WORK REQUIRED:
Can you copy all of the material below word for word, leaving the pictures out?

────────────────

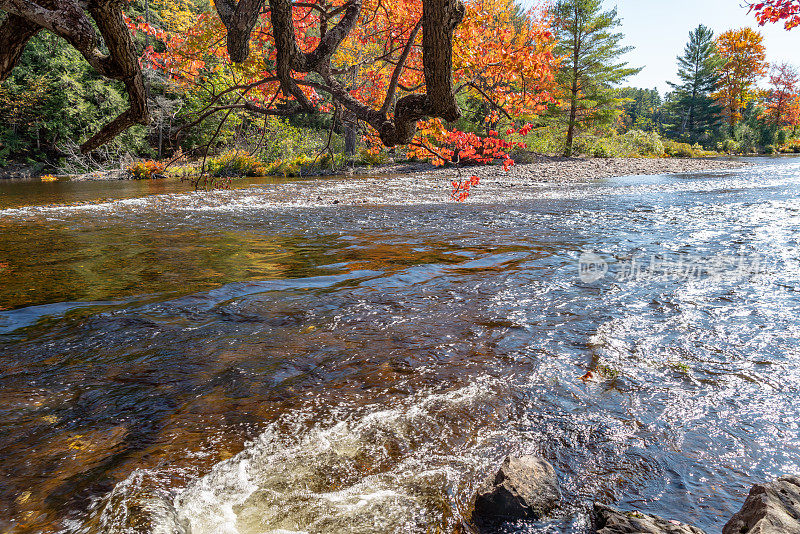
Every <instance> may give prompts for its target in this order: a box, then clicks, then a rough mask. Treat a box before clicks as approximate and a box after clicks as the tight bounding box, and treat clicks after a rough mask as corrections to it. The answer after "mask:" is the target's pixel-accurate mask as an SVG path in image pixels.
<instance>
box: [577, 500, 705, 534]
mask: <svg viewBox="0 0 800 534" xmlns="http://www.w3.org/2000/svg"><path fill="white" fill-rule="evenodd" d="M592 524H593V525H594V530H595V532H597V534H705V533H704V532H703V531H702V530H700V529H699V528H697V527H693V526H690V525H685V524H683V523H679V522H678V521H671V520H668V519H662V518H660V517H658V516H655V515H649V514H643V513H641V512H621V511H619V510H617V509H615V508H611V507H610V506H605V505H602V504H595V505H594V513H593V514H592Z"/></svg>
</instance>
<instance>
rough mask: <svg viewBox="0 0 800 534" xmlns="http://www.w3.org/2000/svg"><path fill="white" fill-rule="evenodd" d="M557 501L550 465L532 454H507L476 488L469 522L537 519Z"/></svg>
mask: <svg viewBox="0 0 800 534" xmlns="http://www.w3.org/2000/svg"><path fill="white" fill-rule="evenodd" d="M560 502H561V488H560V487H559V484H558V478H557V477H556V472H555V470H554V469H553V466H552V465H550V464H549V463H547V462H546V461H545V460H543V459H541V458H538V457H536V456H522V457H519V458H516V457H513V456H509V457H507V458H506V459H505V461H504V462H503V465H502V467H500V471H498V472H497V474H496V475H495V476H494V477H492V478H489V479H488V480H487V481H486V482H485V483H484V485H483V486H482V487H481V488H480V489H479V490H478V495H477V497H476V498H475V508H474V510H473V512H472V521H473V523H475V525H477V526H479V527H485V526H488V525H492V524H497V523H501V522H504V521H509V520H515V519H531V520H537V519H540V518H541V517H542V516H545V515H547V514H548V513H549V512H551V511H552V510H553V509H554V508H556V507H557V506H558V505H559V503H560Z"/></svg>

────────────────

EXPECTED OUTPUT:
Every <instance> may give prompts for its target in this order: a box, then clicks, then a rough mask. Treat a box before clicks as approximate and a box after clicks as the tight bounding box, and treat clicks after a rough mask as corrections to it. The answer after "mask:" is the target's pixel-accurate mask as an SVG path in image pixels.
<instance>
box: [577, 500, 705, 534]
mask: <svg viewBox="0 0 800 534" xmlns="http://www.w3.org/2000/svg"><path fill="white" fill-rule="evenodd" d="M592 524H593V525H594V530H595V532H597V534H705V533H704V532H703V531H702V530H700V529H699V528H697V527H693V526H690V525H685V524H683V523H679V522H678V521H671V520H668V519H662V518H660V517H658V516H655V515H649V514H643V513H641V512H621V511H619V510H617V509H615V508H611V507H610V506H605V505H602V504H595V505H594V513H593V514H592Z"/></svg>
</instance>
<instance>
rough mask: <svg viewBox="0 0 800 534" xmlns="http://www.w3.org/2000/svg"><path fill="white" fill-rule="evenodd" d="M557 501L550 465L532 454H507L476 488L469 522L537 519Z"/></svg>
mask: <svg viewBox="0 0 800 534" xmlns="http://www.w3.org/2000/svg"><path fill="white" fill-rule="evenodd" d="M560 502H561V488H560V487H559V484H558V478H557V477H556V472H555V470H554V469H553V466H552V465H550V464H549V463H547V462H546V461H545V460H543V459H541V458H538V457H536V456H522V457H519V458H516V457H513V456H509V457H507V458H506V459H505V461H504V462H503V465H502V467H500V471H498V472H497V474H496V475H495V476H494V477H492V478H489V479H488V480H487V481H486V482H485V483H484V485H483V486H482V487H481V488H480V489H479V490H478V495H477V497H476V498H475V508H474V510H473V512H472V521H473V523H475V525H477V526H479V527H485V526H488V525H492V524H497V523H501V522H504V521H509V520H515V519H531V520H537V519H540V518H541V517H542V516H545V515H547V514H548V513H549V512H551V511H552V510H553V509H554V508H556V507H557V506H558V505H559V503H560Z"/></svg>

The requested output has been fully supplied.